- **SELECTION**:
○ ○ ○ ○ ○ ○ ○
Based on this advice I've switched to blue on light beige (#0000C0 on #FFFFC0). It has a strong contrast in two channels, no change in the third, and suits my office (reasonably bright, but lit with non-natural light). So far, this is working well for me.
A little slash-trivia here:
You can also notice the refresh of a CRT if you chew on something hard, like peanuts, while staring at the screen. The crushing action of your teeth vibrates your head just enough to interface with the screen's refresh rate, causing the picture to "bounce" and shear in your field of view.
Plus, the chicks will just assume...
I can't stress the "ClearType" sub-pixel rendering enough. At work i switched from a CRT to an LCD and got eyestrain almost immediately afterwords. Enabling that feature caused the problem to go away just as fast.
○ ○ ○ ○ ○ ○ ○
- **DATA SUPPLIED**:
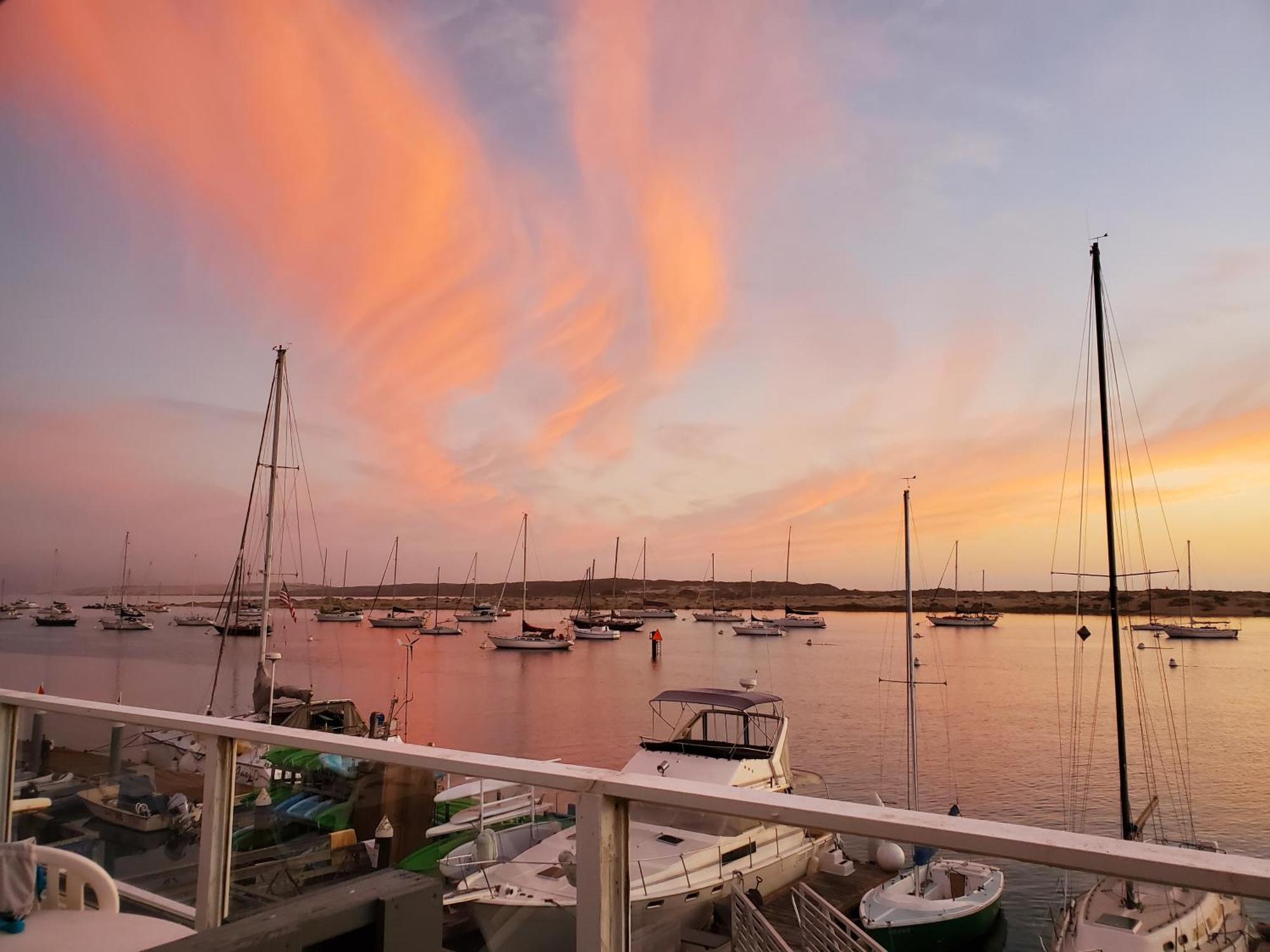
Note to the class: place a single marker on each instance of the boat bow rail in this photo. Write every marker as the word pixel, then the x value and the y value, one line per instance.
pixel 604 810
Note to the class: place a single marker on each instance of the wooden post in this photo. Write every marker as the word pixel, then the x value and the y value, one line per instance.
pixel 8 767
pixel 213 902
pixel 604 874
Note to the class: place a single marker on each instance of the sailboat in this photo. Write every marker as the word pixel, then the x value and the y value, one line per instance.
pixel 58 615
pixel 797 618
pixel 125 620
pixel 965 620
pixel 716 614
pixel 481 611
pixel 1211 630
pixel 1118 916
pixel 397 618
pixel 8 612
pixel 758 626
pixel 533 638
pixel 337 610
pixel 938 904
pixel 590 630
pixel 647 610
pixel 194 619
pixel 438 628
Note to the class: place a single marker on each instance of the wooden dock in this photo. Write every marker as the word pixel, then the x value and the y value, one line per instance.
pixel 841 892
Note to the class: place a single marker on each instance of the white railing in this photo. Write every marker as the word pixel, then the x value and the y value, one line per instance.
pixel 604 798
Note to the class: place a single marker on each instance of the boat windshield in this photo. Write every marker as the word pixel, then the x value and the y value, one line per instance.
pixel 690 821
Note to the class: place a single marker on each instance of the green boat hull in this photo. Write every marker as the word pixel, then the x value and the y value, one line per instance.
pixel 939 935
○ ○ ○ ○ ○ ○ ○
In the comments on screen eyestrain, what got rid of the eyestrain that began after the switch from a CRT to an LCD at work? The records come from a different source.

- **RESULT FOR THIS EXERCISE**: Enabling ClearType sub-pixel rendering.